- **Assigned task 1**:
According to the article, which company's customer data was exposed in 2023?
- **Assigned task 2**:
Transcribe the article's text between "Customer Controlled Compliance allows" and "to be exposed.", inclusive.
- **Assigned task 3**:
Condense the article's paragraph beginning "The use cases for identity proof and management" into a shorter version that keeps its main facts.
Start of Selected excerpt
Customers left fuming over personal information exposure

Person in an online meeting

The proliferation of online services, coupled with the growth in requirements to collect and verify customers, has resulted in an array of differing identity management services, all of which are service provider-centric. In 2023, the exposure of Bank of America customer data, following on from Latitude Finance, Optus and Medibank breaches is a further reminder to users that this data may not be secure and further, they have no control over it.

The use cases for identity proof and management has resulted in a vast array of verification agents who serve the need of the service provider and their commercial model. This current ‘spaghetti junction’ of service provider requests, means customers are creating an increasing number of accounts. Each time sharing the same personal private information (for example driving licence, Medicare card, passport details) with each service provider. The user is left with no control, repetitive tasks that expose the same personal information repeatedly, and no awareness or record of what or where this data is.

Self-Sovereign Identity (SSI) is a widely used term that ushers in a brave new world of identity where the user (customer) and only the customer, is to have full control of their identity data. It puts an end to the large array of identity requests and passing and storing of the supporting documentation/data that is commonplace in today's market.

Customer Controlled Compliance leverages SSI concepts in its approach to digital identity, it delivers to individuals control over the information they use to prove who they are to service providers.

Customer Controlled Compliance allows the customer to prove their identity and access the services they require without having to share the underlying data. It addresses the issue of trust in the proof of identity by ensuring the rules of the service provider for compliance meet the level of verification as recorded for the customer, this resulting contract is then stored on a decentralised network.

This article is not seeking to say that there is a way to stop cyber-attacks however what it is proposing is to rethink the process and put the customer back in control and lessen the opportunity for information that supports identity to be exposed.
End of Selected excerpt
Start of Information provided
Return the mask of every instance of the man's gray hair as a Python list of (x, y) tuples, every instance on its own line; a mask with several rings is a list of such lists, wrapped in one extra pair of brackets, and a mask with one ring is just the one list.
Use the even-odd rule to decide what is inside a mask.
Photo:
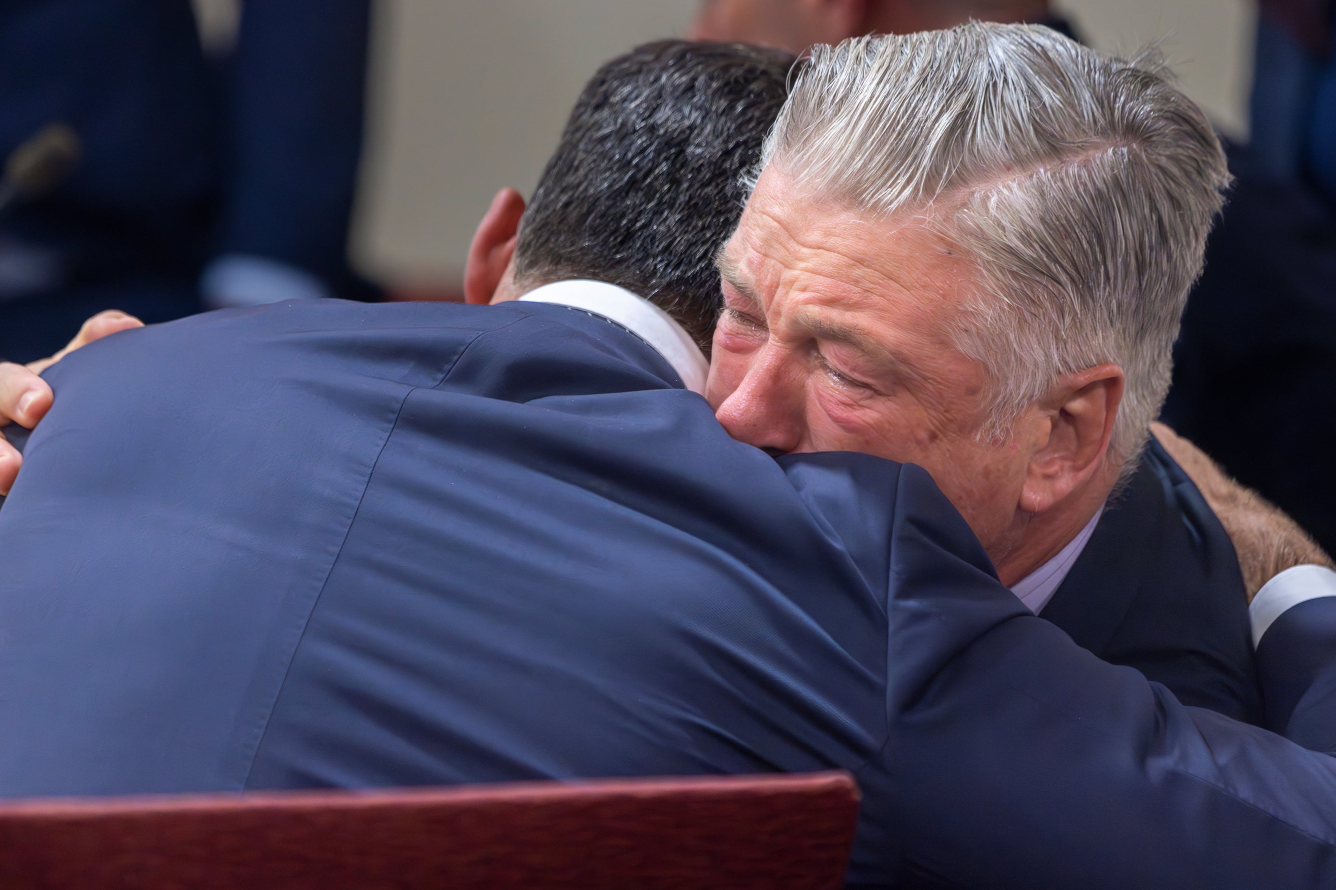
[(1229, 184), (1210, 123), (1150, 56), (1037, 25), (816, 47), (766, 142), (814, 196), (919, 216), (973, 258), (961, 349), (991, 377), (985, 434), (1065, 374), (1112, 362), (1112, 452), (1136, 457)]

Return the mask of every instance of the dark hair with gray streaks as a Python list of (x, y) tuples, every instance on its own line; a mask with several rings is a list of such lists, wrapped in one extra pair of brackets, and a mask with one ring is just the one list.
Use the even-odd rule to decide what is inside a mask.
[(649, 299), (709, 350), (715, 253), (747, 199), (743, 174), (787, 96), (794, 56), (669, 40), (585, 86), (520, 227), (524, 287), (595, 278)]
[(1126, 389), (1110, 450), (1130, 465), (1230, 179), (1153, 53), (978, 23), (816, 47), (763, 163), (868, 214), (927, 220), (974, 259), (957, 342), (993, 378), (982, 436), (1005, 438), (1061, 376), (1112, 362)]

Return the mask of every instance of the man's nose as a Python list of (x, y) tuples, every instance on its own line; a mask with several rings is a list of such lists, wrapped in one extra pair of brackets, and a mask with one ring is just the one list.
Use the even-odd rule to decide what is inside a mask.
[(803, 381), (792, 357), (766, 346), (715, 416), (728, 434), (772, 454), (803, 442)]

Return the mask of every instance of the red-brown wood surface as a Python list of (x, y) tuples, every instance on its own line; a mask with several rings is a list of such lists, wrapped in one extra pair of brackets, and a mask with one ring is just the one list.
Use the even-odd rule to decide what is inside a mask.
[(844, 774), (32, 800), (0, 887), (838, 887)]

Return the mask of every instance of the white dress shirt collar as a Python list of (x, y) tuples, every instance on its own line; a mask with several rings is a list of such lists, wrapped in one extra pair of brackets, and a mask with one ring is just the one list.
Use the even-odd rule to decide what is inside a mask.
[(520, 301), (582, 309), (621, 325), (663, 355), (687, 389), (705, 394), (709, 362), (704, 353), (681, 325), (648, 299), (607, 282), (576, 279), (534, 287)]
[(1011, 588), (1011, 592), (1021, 597), (1027, 609), (1038, 615), (1049, 604), (1053, 595), (1062, 587), (1062, 581), (1066, 580), (1067, 572), (1075, 565), (1077, 557), (1081, 556), (1085, 545), (1090, 543), (1090, 536), (1094, 535), (1094, 527), (1100, 524), (1101, 516), (1104, 516), (1104, 505), (1086, 523), (1085, 528), (1066, 547), (1058, 551), (1057, 556), (1026, 575)]

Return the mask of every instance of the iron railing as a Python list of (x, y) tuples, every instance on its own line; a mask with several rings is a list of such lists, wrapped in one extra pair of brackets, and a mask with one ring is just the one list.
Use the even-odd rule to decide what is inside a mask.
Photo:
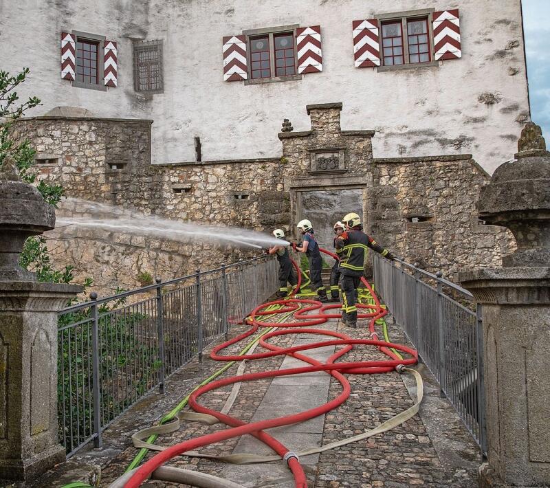
[(486, 452), (481, 306), (441, 272), (373, 254), (377, 293)]
[(67, 457), (225, 335), (278, 288), (265, 257), (69, 307), (59, 312), (60, 442)]

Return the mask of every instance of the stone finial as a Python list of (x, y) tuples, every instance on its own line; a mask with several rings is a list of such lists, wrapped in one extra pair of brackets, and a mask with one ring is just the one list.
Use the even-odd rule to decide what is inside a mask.
[(11, 156), (4, 158), (3, 164), (0, 166), (0, 181), (19, 181), (19, 175), (15, 168), (15, 162)]
[(542, 137), (542, 130), (540, 126), (532, 122), (525, 124), (521, 131), (521, 137), (518, 141), (516, 159), (526, 156), (550, 156), (546, 150), (546, 141)]
[(508, 228), (517, 250), (503, 267), (545, 267), (550, 263), (550, 153), (540, 128), (529, 122), (515, 161), (496, 168), (481, 188), (477, 207), (487, 223)]
[(283, 129), (280, 129), (281, 132), (292, 132), (294, 130), (294, 128), (292, 126), (292, 124), (289, 122), (288, 119), (284, 119), (283, 120)]
[(32, 185), (0, 180), (0, 282), (36, 281), (19, 266), (19, 254), (28, 237), (53, 229), (55, 222), (54, 207)]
End of Information provided
- **Task output 1**:
Bank of America.

- **Task output 2**:
Customer Controlled Compliance allows the customer to prove their identity and access the services they require without having to share the underlying data. It addresses the issue of trust in the proof of identity by ensuring the rules of the service provider for compliance meet the level of verification as recorded for the customer, this resulting contract is then stored on a decentralised network.

This article is not seeking to say that there is a way to stop cyber-attacks however what it is proposing is to rethink the process and put the customer back in control and lessen the opportunity for information that supports identity to be exposed.

- **Task output 3**:
Identity proof and management needs have created many verification agents that serve service providers and their commercial models. This "spaghetti junction" of requests means customers open more and more accounts. They share the same private information, such as driver's license, Medicare card and passport details, with each provider. As a result, users have no control over that information and must repeat tasks that expose it again. They also have no record of what data they have shared or where it is held.